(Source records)
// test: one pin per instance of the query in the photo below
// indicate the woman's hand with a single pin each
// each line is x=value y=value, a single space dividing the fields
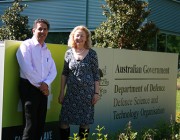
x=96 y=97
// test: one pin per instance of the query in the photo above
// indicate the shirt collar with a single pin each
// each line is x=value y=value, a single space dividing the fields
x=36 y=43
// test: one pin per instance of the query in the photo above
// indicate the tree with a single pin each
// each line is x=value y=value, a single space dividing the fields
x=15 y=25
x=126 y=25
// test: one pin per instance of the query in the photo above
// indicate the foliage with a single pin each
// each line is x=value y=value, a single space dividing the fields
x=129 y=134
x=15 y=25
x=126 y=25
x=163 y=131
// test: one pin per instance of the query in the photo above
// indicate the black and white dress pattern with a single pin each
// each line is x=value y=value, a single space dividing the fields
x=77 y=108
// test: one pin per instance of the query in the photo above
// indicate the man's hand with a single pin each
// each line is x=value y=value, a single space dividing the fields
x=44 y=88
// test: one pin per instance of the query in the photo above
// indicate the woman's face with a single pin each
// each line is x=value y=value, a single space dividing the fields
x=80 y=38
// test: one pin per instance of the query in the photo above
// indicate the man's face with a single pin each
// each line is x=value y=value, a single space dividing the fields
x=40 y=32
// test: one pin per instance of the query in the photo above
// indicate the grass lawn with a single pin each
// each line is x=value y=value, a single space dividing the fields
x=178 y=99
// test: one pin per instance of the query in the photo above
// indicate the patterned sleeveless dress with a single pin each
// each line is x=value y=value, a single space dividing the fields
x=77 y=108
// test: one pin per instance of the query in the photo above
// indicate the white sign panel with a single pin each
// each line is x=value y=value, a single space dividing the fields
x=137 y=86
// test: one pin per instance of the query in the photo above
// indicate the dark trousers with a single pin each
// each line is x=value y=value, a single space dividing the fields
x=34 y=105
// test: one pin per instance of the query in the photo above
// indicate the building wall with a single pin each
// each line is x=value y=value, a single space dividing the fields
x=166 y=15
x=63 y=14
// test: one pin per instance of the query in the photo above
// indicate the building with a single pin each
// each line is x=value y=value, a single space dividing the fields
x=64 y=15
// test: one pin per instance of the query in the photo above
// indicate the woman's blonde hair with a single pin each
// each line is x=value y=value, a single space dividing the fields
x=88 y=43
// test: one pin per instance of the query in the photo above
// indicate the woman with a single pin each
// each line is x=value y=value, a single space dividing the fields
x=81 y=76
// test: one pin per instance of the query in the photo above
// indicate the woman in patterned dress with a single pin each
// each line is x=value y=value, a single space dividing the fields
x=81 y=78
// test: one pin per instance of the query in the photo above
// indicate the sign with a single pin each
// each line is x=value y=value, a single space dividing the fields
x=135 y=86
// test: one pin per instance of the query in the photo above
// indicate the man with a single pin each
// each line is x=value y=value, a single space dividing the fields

● Instructions to follow:
Reproduce all the data as it stands. The pictures are not part of the copy.

● Output of the task:
// test: one pin per instance of the query in the photo below
// indicate the woman's hand with a single pin each
// each line is x=value y=value, a single space dividing the fields
x=96 y=97
// test: one pin per instance of the query in the photo above
// indicate the shirt collar with a single pin each
// each line is x=value y=value, a single space dividing the fields
x=36 y=43
// test: one pin per instance of the query in the photo above
// indicate the tree with a single pin each
// each line is x=value y=value, a single space dividing the fields
x=15 y=25
x=126 y=25
// test: one pin per instance of the query in the photo above
// indicate the foliage with a single pin each
// each line is x=value y=value, a single space dividing the fields
x=129 y=134
x=15 y=25
x=126 y=25
x=163 y=131
// test: one pin per instance of the query in the photo above
// indicate the black and white dress pattern with a single pin each
// each line is x=value y=value, a single space dividing the fields
x=77 y=108
// test: one pin per instance of the query in the photo above
// indicate the man's hand with a single pin each
// each line is x=value y=value, a single space dividing the fields
x=44 y=88
// test: one pin per instance of the query in the photo above
// indicate the woman's face with a single pin each
// each line is x=value y=value, a single space dividing the fields
x=80 y=38
// test: one pin per instance of the query in the photo above
// indicate the man's face with a single pin each
// each line is x=value y=value, a single space dividing the fields
x=40 y=32
// test: one pin per instance of the query in the photo above
// indicate the grass lawn with a single pin each
// each line is x=value y=value, a single space dividing the fields
x=178 y=99
// test: one pin per instance of the query in the photo above
// indicate the patterned sleeveless dress with a single pin each
// each line is x=value y=value, a single space dividing the fields
x=77 y=108
// test: one pin per instance of the query in the photo above
// indicate the white sign panel with a single pin each
// each line is x=value y=value, a single space dividing the fields
x=137 y=86
// test: one pin per instance of the query in the photo above
// indicate the dark trousers with a single pin each
// each line is x=value y=value, a single space dividing the fields
x=34 y=105
// test: one pin per instance of the query in the photo above
// indicate the building wall with a single pin each
// each line is x=value y=value, a single space dividing the fields
x=166 y=15
x=63 y=14
// test: one pin per instance of the query in the photo above
// indicate the building with a single pin each
// each line is x=value y=value, a single space dividing the fields
x=64 y=15
// test: one pin per instance of the query in the photo above
// indicate the woman's blonde hair with a single pin each
// each line is x=value y=value, a single space dividing the fields
x=88 y=43
// test: one pin per instance of the query in the photo above
// indicate the woman with a single pin each
// each line is x=value y=value, a single space dividing the fields
x=81 y=76
// test: one pin per instance of the query in the photo above
// indicate the woman in patterned dress with a single pin each
// each line is x=value y=value, a single space dividing the fields
x=81 y=78
// test: one pin per instance of the query in the photo above
// indicate the sign with a single pin each
// each line is x=value y=value, a single space dividing the fields
x=135 y=86
// test: one pin per instance of the query in the photo above
// indicate the man with a single pin each
// each line is x=value y=value, a single space dividing the fields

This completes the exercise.